WRITTEN EXERCISE:
Please copy out the following lines word for word, beginning at the line that contains "[tag] ceiling fan motor" and stopping after the last line of the records.

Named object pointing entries
##############################
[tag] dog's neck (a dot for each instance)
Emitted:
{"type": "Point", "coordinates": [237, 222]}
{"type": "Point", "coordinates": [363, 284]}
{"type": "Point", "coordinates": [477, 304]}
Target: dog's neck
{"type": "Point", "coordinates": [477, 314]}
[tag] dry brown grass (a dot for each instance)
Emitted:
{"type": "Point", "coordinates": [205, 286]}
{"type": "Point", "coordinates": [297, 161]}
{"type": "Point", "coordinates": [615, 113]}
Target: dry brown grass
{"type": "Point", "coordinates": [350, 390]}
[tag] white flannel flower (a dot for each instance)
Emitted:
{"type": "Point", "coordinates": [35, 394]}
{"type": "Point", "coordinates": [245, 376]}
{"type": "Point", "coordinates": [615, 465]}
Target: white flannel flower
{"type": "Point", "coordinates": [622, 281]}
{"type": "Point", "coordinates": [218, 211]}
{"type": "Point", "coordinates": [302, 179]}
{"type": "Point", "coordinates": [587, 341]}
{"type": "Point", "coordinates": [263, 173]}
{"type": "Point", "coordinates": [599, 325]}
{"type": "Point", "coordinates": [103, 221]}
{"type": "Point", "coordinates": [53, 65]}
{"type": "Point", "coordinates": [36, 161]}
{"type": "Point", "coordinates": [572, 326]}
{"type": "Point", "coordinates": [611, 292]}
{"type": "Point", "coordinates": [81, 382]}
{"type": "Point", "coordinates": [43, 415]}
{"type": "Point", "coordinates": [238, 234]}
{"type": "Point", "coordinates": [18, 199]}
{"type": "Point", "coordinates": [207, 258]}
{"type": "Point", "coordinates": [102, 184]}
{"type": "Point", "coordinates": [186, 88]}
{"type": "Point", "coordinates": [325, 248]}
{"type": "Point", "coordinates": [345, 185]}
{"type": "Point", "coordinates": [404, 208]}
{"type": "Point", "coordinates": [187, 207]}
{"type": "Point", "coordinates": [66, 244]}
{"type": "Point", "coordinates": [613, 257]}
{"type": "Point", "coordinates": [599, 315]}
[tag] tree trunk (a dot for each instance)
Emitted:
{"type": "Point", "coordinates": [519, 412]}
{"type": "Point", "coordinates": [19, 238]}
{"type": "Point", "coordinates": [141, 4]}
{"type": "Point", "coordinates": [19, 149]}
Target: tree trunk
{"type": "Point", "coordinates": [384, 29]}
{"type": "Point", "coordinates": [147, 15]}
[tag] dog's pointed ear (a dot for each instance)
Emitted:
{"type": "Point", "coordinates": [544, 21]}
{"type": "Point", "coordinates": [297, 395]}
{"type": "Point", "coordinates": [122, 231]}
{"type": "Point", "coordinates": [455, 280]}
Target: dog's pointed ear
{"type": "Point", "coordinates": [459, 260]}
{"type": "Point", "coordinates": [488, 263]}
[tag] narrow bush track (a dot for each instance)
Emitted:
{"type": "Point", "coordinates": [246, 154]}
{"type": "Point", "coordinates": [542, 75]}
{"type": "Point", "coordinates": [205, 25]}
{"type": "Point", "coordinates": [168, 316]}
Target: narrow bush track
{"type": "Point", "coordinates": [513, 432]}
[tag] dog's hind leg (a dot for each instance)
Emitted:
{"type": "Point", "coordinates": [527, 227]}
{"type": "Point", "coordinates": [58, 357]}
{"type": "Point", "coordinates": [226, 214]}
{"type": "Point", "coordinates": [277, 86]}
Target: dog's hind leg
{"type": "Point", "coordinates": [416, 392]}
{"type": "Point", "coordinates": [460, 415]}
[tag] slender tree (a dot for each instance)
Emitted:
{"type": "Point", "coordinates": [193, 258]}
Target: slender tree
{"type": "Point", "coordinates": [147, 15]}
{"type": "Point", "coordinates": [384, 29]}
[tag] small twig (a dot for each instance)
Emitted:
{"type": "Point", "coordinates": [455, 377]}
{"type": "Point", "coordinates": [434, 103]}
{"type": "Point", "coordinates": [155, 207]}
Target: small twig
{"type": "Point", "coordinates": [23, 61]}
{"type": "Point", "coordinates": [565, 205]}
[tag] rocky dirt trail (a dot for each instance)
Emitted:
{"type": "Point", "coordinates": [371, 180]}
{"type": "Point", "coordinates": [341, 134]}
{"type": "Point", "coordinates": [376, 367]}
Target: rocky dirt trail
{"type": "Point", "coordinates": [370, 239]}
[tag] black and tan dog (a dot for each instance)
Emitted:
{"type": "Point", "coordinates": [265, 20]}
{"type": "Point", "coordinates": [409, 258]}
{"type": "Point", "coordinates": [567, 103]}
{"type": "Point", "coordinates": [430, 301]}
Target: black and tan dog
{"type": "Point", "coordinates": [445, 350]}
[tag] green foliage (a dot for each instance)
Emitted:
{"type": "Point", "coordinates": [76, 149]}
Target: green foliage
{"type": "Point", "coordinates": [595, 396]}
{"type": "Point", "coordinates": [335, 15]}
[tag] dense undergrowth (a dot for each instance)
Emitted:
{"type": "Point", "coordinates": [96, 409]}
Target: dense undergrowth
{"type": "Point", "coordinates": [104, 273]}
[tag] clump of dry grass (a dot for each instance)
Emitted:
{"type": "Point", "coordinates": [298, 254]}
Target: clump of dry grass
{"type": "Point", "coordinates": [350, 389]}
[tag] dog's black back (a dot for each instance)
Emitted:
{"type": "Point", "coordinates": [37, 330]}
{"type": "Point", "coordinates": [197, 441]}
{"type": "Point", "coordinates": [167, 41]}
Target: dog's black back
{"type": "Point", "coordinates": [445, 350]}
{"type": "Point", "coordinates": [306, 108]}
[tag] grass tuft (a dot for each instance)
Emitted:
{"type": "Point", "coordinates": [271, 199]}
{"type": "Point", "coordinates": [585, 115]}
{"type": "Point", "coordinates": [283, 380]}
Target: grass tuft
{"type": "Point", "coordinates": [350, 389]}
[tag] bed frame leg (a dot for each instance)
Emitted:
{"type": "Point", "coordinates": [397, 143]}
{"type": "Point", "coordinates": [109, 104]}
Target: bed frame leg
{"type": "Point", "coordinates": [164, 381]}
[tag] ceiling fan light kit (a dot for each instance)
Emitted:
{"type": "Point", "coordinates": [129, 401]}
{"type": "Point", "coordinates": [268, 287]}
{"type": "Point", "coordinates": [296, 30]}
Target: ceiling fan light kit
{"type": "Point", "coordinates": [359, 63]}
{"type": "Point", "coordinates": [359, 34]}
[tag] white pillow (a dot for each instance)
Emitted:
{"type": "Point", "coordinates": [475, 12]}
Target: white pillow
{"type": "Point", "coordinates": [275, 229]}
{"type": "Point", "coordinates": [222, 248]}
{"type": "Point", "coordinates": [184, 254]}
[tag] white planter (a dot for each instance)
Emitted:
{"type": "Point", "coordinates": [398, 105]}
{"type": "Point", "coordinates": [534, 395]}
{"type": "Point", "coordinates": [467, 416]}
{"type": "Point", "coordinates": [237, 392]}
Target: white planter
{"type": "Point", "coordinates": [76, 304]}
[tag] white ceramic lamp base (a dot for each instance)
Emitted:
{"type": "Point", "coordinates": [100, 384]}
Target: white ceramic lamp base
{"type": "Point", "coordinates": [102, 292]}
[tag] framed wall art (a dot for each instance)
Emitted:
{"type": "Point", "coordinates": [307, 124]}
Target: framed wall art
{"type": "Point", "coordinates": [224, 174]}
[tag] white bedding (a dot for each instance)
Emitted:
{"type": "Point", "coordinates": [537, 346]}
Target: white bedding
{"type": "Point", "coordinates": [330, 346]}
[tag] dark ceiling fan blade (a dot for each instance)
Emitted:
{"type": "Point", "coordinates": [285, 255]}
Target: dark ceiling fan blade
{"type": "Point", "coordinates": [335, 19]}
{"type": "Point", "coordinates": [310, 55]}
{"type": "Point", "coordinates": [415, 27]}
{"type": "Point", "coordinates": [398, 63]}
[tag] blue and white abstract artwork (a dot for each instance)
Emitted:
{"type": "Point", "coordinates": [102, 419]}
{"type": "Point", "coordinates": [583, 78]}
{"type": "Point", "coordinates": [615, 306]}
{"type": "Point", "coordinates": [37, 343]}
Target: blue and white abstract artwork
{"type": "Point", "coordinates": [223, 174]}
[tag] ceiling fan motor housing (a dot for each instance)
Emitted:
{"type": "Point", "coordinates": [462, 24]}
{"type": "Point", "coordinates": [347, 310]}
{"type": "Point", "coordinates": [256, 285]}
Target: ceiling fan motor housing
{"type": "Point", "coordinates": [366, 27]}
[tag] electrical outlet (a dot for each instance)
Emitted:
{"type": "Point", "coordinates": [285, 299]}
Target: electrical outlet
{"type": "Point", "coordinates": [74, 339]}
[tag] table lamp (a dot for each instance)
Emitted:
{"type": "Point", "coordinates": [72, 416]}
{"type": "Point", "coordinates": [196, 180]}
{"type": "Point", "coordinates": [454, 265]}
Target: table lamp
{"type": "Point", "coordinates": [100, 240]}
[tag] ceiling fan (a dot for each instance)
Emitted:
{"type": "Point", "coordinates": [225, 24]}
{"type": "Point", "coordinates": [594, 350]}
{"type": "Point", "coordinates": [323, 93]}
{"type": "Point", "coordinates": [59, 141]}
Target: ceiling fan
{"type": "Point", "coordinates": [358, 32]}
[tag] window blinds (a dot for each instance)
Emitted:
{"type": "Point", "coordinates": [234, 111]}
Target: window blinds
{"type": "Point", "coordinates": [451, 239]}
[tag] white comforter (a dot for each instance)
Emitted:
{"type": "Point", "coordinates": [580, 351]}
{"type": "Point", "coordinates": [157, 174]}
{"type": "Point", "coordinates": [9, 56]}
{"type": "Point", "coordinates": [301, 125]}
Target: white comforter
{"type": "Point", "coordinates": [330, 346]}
##############################
SOLUTION TO THE PROBLEM:
[tag] ceiling fan motor housing (a dot for each instance)
Emitted:
{"type": "Point", "coordinates": [462, 24]}
{"type": "Point", "coordinates": [347, 310]}
{"type": "Point", "coordinates": [256, 285]}
Target: ceiling fan motor housing
{"type": "Point", "coordinates": [366, 27]}
[tag] electrical outlet (a dot for each instance)
Emitted:
{"type": "Point", "coordinates": [285, 299]}
Target: electrical outlet
{"type": "Point", "coordinates": [74, 339]}
[tag] table lamp (a dot for each instance)
Emitted:
{"type": "Point", "coordinates": [72, 416]}
{"type": "Point", "coordinates": [196, 180]}
{"type": "Point", "coordinates": [454, 265]}
Target: table lamp
{"type": "Point", "coordinates": [100, 240]}
[tag] ceiling fan (a dot for each instance)
Emitted:
{"type": "Point", "coordinates": [225, 24]}
{"type": "Point", "coordinates": [594, 350]}
{"type": "Point", "coordinates": [323, 93]}
{"type": "Point", "coordinates": [59, 141]}
Target: ceiling fan
{"type": "Point", "coordinates": [358, 32]}
[tag] window blinds (a dot for each instance)
Emitted:
{"type": "Point", "coordinates": [234, 111]}
Target: window blinds
{"type": "Point", "coordinates": [451, 239]}
[tag] white comforter (a dot for each instance)
Emitted:
{"type": "Point", "coordinates": [580, 351]}
{"type": "Point", "coordinates": [157, 174]}
{"type": "Point", "coordinates": [9, 56]}
{"type": "Point", "coordinates": [301, 125]}
Target: white comforter
{"type": "Point", "coordinates": [330, 346]}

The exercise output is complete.